Records supplied:
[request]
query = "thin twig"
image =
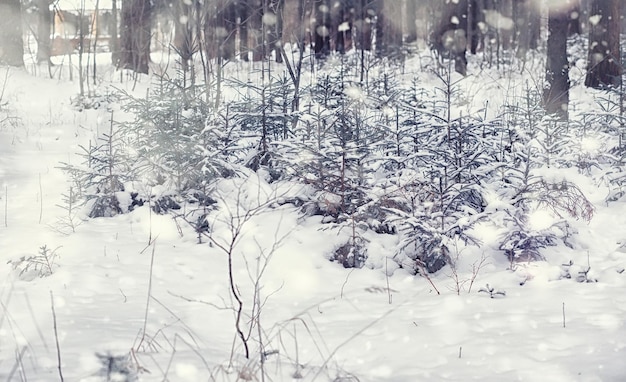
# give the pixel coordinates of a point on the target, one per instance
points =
(145, 318)
(56, 337)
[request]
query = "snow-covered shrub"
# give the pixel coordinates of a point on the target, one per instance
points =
(117, 368)
(171, 138)
(263, 114)
(40, 265)
(102, 176)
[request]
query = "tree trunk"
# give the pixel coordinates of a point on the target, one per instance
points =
(322, 28)
(44, 28)
(556, 94)
(410, 20)
(527, 21)
(389, 28)
(114, 28)
(604, 63)
(136, 28)
(183, 33)
(11, 43)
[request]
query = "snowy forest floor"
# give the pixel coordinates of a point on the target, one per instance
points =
(139, 290)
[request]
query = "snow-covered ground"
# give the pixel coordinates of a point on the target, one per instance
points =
(139, 287)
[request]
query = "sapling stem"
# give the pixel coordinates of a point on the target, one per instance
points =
(56, 337)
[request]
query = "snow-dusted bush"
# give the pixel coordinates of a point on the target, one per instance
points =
(102, 176)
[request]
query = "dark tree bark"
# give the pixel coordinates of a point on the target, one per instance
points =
(275, 27)
(604, 63)
(527, 21)
(136, 28)
(363, 25)
(556, 94)
(44, 28)
(184, 41)
(11, 43)
(389, 28)
(114, 28)
(410, 20)
(474, 13)
(574, 18)
(322, 30)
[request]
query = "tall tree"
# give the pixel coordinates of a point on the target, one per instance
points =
(44, 27)
(450, 36)
(389, 28)
(527, 24)
(11, 43)
(604, 64)
(115, 42)
(136, 33)
(556, 93)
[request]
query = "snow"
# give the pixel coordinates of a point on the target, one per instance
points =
(321, 322)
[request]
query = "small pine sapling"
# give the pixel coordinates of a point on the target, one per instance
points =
(493, 292)
(40, 265)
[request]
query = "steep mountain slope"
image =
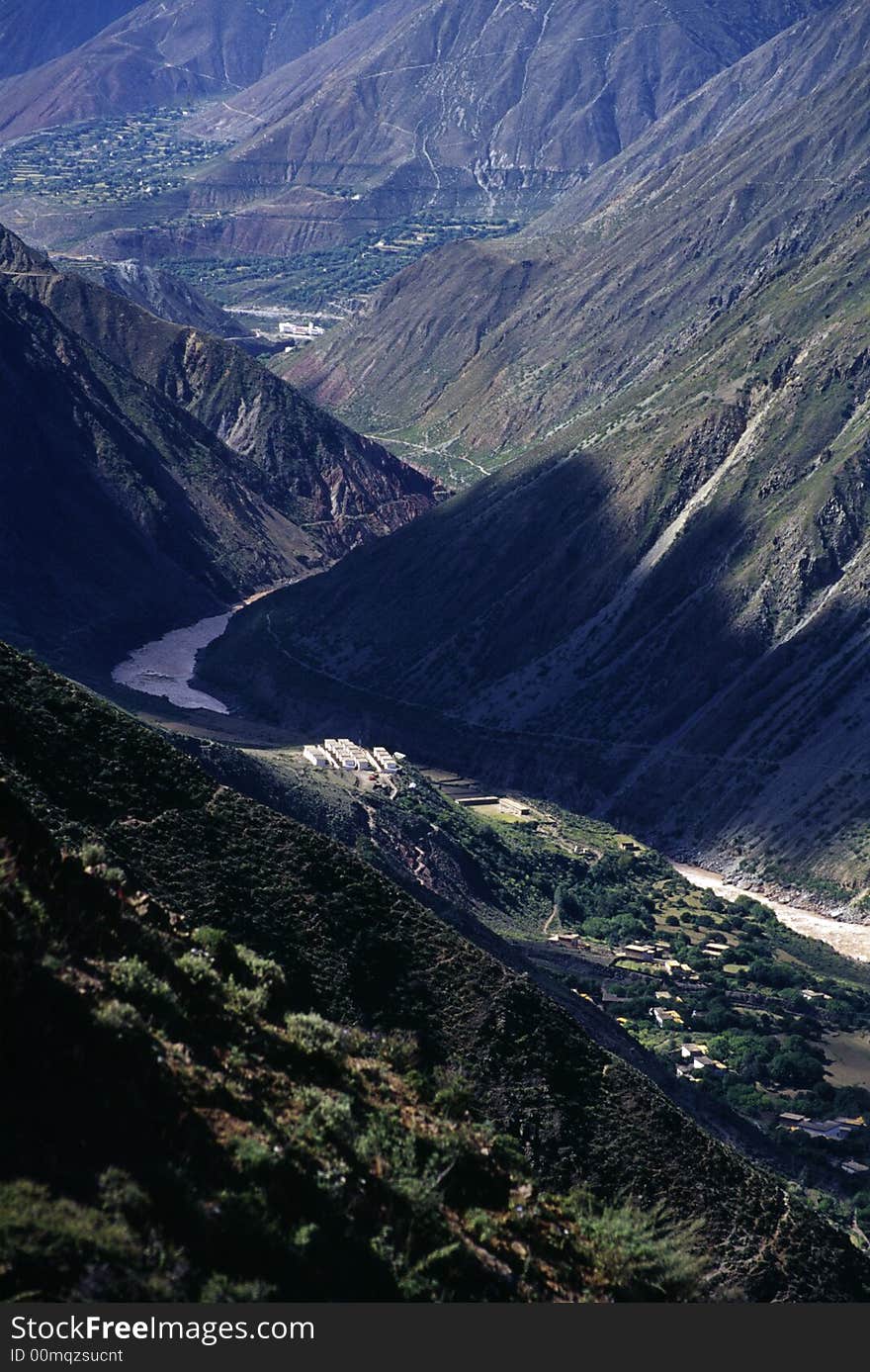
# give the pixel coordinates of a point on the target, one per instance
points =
(417, 107)
(474, 105)
(123, 513)
(163, 53)
(352, 947)
(161, 294)
(340, 488)
(665, 602)
(481, 348)
(240, 1112)
(34, 32)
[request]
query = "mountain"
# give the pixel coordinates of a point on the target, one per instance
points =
(213, 954)
(34, 32)
(161, 294)
(484, 348)
(123, 513)
(161, 53)
(478, 110)
(660, 608)
(470, 106)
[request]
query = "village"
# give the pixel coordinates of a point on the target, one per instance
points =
(343, 755)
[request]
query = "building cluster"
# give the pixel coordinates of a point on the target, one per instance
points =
(343, 755)
(301, 332)
(695, 1059)
(835, 1131)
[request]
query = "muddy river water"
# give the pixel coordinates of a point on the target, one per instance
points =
(852, 940)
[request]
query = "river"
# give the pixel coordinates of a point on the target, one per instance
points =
(166, 666)
(852, 940)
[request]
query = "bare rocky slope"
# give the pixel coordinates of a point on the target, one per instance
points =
(154, 53)
(470, 105)
(161, 294)
(349, 118)
(663, 602)
(480, 350)
(143, 968)
(34, 32)
(123, 512)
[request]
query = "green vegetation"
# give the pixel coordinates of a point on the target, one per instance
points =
(339, 275)
(105, 162)
(314, 1161)
(771, 1007)
(151, 996)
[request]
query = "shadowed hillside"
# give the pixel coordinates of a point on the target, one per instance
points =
(354, 949)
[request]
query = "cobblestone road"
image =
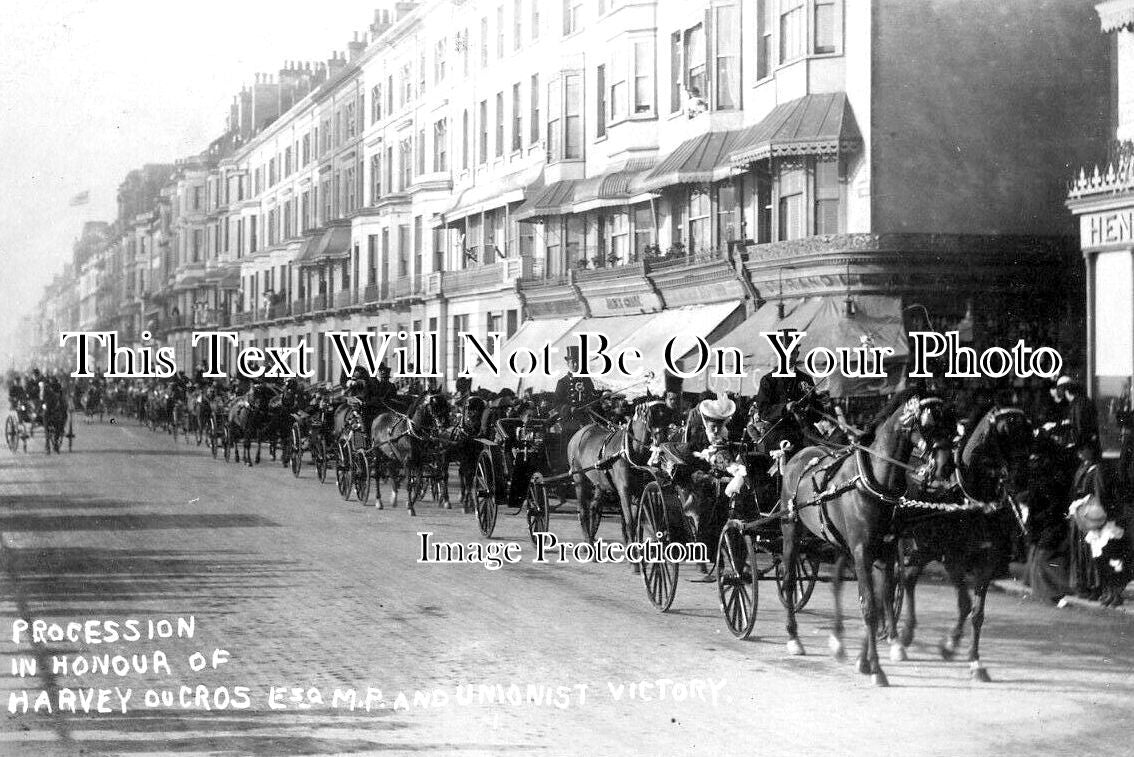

How to complete this task:
Set down every line above exactly, pictures excluded.

Exercise answer:
[request]
query = "thin twig"
image =
# give the pixel coordinates of a point on the target, one per instance
points =
(145, 318)
(56, 337)
[request]
query = "snow-covered shrub"
# give the pixel coordinates of a point on the target, one per instance
points =
(117, 368)
(171, 138)
(263, 114)
(40, 265)
(102, 176)
[request]
query = "tree trunk"
# give the pixel coordinates of a point on the target, one per instance
points =
(322, 28)
(44, 28)
(556, 94)
(410, 20)
(527, 21)
(389, 28)
(114, 28)
(604, 63)
(136, 28)
(183, 33)
(11, 43)
[request]
query = "snowy forest floor"
# give the pixel coordinates of a point on the target, one per instance
points =
(139, 290)
[request]
query = "snow-covered ground"
# give the pixel coordinates of a point on the target, one per instance
points =
(139, 287)
[request]
query = "sapling stem"
# give the pixel coordinates of a point on the target, one per instance
points =
(56, 337)
[request]
query = "snow-dusted bush"
# give the pixel coordinates of a point on the target, one per instance
points =
(102, 176)
[request]
query = "dark tree bark"
# give the pixel coordinates of a point on the target, one per instance
points =
(275, 27)
(604, 63)
(527, 21)
(136, 28)
(363, 25)
(556, 94)
(44, 28)
(184, 41)
(11, 43)
(389, 28)
(114, 28)
(410, 20)
(474, 13)
(574, 18)
(322, 30)
[request]
query = "tall tree"
# give the pixel coordinates of a point on the target, one per instance
points =
(44, 27)
(450, 36)
(389, 28)
(527, 24)
(11, 43)
(604, 64)
(115, 42)
(136, 33)
(556, 93)
[request]
query = "snow"
# give the pixel coordinates of a point on the target, one per instance
points =
(321, 322)
[request]
query = "small pine sapling"
# give the pixel coordinates of a point on the target, one per instance
points =
(493, 292)
(40, 265)
[request]
query = "steep mountain slope"
image =
# give the pixel coordinates of a point on the target, one per instance
points =
(417, 107)
(474, 105)
(123, 513)
(163, 53)
(352, 947)
(161, 294)
(340, 488)
(665, 602)
(481, 348)
(240, 1112)
(34, 32)
[request]
query = "mountain"
# give the pixel coordinates of a point on the target, one per instance
points =
(213, 954)
(34, 32)
(161, 294)
(484, 348)
(123, 513)
(161, 53)
(478, 110)
(660, 608)
(470, 106)
[request]
query = "village"
# give the pixel coordinates of a point on the target, one per instance
points =
(343, 755)
[request]
query = "building cluster"
# give the pixel coordinates of a point on the target, one per instance
points =
(343, 755)
(301, 332)
(695, 1059)
(835, 1131)
[request]
query = "muddy river water"
# give the pixel coordinates of a point on the target, one per instance
points =
(852, 940)
[request]
query = "river"
# give the pixel coordinates of a point on the target, one per instance
points =
(166, 666)
(852, 940)
[request]
query = "bare rocky slope"
# give the pixel coordinates of a point on the target, one per instance
points =
(154, 53)
(470, 105)
(161, 294)
(349, 118)
(663, 602)
(480, 350)
(143, 968)
(34, 32)
(123, 512)
[request]
query = "green vegetation"
# give the pixel coordinates of a point on the target, one per instance
points =
(339, 275)
(105, 162)
(314, 1161)
(771, 1007)
(151, 996)
[request]
query = "shadowed hillside"
# give the pixel coordinates of a point on the target, one per instance
points =
(354, 949)
[request]
query = "cobblestone road"
image =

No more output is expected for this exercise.